## TASK DETAILS:
Only one stretch of the data below is wanted: the lines from the one with "Target: residential house" through the one with "Teacher note: indicate the sports", repeated exactly.

##########

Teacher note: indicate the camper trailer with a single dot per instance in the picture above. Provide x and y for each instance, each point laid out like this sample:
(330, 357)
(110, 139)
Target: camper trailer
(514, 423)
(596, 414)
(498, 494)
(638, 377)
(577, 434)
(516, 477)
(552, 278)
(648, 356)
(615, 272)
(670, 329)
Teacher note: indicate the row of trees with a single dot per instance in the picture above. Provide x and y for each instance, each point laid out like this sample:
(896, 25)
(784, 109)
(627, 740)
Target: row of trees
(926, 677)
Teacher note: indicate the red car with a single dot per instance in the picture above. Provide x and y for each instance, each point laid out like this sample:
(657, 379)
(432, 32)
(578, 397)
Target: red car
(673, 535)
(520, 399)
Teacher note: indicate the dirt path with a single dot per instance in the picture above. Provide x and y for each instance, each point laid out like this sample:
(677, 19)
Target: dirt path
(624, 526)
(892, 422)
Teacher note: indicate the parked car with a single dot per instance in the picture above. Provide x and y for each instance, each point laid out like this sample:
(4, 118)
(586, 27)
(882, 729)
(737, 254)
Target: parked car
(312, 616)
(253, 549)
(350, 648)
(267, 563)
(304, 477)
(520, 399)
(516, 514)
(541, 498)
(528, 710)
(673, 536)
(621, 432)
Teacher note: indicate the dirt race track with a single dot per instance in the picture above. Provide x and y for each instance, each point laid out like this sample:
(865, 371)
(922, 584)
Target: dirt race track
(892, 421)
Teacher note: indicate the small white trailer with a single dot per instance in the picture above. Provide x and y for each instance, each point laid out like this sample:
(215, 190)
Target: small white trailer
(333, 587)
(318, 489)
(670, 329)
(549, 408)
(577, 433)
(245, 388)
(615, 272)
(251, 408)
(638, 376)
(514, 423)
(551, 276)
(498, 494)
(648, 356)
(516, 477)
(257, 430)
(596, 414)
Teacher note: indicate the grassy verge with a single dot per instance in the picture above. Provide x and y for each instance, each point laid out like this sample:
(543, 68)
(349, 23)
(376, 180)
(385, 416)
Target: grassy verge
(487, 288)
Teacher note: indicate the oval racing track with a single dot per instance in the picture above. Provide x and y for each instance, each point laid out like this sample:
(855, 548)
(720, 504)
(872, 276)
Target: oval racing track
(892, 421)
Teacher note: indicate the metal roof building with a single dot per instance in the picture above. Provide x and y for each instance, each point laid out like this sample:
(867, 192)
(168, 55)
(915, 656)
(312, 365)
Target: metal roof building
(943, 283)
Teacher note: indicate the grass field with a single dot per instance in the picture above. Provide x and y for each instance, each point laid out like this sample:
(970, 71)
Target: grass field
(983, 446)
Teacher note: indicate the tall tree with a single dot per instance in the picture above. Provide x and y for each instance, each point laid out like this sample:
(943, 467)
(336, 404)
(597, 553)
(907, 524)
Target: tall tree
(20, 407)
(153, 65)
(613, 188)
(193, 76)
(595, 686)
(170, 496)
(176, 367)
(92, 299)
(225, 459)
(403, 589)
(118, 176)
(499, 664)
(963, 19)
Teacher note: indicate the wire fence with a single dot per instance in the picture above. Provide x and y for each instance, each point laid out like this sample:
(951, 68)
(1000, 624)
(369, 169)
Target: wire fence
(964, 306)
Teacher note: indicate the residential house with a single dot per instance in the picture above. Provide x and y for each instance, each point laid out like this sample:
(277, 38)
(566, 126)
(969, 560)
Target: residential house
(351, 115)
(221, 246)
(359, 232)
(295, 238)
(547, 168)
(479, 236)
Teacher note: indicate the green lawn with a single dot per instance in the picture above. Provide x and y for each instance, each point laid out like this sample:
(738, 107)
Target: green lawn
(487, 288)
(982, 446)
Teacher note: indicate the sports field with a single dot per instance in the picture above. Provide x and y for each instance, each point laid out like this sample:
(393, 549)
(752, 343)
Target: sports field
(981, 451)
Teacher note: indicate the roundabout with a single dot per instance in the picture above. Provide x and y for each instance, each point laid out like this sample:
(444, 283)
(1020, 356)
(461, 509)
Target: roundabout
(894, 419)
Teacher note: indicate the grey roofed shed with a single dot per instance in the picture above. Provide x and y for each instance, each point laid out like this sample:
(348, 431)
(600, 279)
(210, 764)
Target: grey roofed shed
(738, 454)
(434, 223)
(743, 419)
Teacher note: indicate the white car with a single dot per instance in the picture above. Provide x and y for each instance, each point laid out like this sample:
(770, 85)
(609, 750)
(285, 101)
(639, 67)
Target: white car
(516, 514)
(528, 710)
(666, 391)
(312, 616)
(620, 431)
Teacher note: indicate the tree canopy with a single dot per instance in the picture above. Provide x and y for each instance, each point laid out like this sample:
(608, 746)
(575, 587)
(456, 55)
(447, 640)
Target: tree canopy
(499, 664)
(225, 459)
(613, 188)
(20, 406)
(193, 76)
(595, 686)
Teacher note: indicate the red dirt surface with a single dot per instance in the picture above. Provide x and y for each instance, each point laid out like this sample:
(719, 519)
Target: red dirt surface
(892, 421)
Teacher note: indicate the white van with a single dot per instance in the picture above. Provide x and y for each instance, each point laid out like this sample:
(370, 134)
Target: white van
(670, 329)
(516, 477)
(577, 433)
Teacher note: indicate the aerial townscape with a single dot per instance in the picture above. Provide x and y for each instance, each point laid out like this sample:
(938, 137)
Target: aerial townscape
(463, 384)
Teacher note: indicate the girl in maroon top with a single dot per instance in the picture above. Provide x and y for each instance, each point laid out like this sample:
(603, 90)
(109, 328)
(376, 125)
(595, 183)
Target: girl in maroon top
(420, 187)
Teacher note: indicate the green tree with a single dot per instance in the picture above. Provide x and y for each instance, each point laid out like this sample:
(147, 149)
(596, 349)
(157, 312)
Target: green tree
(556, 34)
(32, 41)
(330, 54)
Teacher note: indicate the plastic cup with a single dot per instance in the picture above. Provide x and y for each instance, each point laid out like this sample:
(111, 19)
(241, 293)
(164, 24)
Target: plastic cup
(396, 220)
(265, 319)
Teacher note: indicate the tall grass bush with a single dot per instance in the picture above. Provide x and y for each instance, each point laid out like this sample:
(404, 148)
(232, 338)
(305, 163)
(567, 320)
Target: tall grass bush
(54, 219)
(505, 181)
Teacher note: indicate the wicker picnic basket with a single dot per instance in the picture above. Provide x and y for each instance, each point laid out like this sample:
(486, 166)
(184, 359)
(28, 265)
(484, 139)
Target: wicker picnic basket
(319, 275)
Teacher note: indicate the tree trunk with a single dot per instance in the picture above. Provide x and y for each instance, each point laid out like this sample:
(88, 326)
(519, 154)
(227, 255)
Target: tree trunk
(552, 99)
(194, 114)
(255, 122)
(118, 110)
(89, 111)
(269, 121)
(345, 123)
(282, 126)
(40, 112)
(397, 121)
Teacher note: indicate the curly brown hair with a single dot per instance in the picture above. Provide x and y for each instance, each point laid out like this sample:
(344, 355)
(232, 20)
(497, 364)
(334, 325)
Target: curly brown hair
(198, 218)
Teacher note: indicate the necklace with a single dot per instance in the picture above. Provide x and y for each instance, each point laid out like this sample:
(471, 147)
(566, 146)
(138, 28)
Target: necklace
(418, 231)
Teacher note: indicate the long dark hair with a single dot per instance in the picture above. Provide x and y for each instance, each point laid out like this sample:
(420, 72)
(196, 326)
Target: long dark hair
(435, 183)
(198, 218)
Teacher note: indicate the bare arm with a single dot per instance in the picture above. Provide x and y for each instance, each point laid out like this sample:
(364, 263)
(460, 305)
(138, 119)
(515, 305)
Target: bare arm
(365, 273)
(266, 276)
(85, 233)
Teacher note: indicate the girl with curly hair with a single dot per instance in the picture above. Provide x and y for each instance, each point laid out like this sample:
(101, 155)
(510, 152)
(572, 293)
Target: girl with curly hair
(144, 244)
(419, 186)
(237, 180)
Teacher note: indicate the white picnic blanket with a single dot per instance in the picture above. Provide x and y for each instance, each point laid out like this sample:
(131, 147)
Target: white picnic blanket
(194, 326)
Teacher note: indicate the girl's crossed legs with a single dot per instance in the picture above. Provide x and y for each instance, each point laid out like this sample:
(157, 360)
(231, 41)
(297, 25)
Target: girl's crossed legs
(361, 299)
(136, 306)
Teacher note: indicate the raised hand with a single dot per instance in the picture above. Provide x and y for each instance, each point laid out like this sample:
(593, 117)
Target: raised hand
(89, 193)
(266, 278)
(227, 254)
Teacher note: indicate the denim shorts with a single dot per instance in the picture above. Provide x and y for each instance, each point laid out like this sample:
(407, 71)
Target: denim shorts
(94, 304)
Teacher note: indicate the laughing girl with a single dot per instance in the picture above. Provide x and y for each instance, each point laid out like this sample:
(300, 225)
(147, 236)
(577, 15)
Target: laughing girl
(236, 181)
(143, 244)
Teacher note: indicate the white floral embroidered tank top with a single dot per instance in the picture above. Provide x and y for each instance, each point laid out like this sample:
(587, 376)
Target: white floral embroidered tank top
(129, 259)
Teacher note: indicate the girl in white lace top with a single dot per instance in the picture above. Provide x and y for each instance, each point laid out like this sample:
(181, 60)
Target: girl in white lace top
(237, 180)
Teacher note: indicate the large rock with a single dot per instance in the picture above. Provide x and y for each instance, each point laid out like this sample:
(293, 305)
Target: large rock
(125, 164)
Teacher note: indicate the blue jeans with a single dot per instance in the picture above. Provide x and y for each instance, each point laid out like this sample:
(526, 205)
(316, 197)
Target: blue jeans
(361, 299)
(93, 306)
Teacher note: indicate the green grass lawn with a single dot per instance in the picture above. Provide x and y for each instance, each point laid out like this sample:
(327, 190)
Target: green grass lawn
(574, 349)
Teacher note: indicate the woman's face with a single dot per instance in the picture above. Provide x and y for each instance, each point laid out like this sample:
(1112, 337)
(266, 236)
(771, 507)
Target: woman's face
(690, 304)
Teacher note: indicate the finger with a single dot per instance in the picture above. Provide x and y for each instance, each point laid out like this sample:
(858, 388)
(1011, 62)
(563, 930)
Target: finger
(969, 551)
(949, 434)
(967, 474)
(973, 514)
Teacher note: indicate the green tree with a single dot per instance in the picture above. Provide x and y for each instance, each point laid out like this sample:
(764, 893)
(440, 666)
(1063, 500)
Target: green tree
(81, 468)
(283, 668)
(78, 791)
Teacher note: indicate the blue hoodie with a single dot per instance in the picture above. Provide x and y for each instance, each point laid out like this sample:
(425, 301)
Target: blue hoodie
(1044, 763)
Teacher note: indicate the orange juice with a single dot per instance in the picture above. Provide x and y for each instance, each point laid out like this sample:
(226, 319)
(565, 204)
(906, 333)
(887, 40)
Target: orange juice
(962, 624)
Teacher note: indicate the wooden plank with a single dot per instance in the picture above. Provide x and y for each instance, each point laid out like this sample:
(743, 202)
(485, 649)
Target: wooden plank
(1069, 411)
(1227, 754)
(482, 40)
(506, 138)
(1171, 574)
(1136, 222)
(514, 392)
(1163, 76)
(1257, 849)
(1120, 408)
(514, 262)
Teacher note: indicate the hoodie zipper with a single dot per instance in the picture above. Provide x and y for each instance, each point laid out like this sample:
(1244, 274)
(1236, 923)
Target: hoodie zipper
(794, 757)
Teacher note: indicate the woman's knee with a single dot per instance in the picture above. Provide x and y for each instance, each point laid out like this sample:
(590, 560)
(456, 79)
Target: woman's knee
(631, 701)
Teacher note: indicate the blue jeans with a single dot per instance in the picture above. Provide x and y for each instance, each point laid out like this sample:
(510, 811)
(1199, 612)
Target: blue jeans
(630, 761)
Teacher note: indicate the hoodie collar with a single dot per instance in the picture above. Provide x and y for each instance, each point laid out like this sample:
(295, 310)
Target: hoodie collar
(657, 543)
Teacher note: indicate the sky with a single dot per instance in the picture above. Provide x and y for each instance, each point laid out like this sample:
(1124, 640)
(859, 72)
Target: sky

##########

## PROBLEM SOLUTION:
Target: residential house
(351, 115)
(221, 246)
(359, 232)
(295, 238)
(547, 168)
(479, 236)
Teacher note: indicate the green lawn with a single dot per instance in the picture above. Provide x and y for each instance, each point laid out like this sample:
(738, 107)
Target: green lawn
(487, 288)
(982, 446)
Teacher note: indicate the sports field with a single dot per instance in the picture above. Provide x and y for each instance, each point laid out like this sample:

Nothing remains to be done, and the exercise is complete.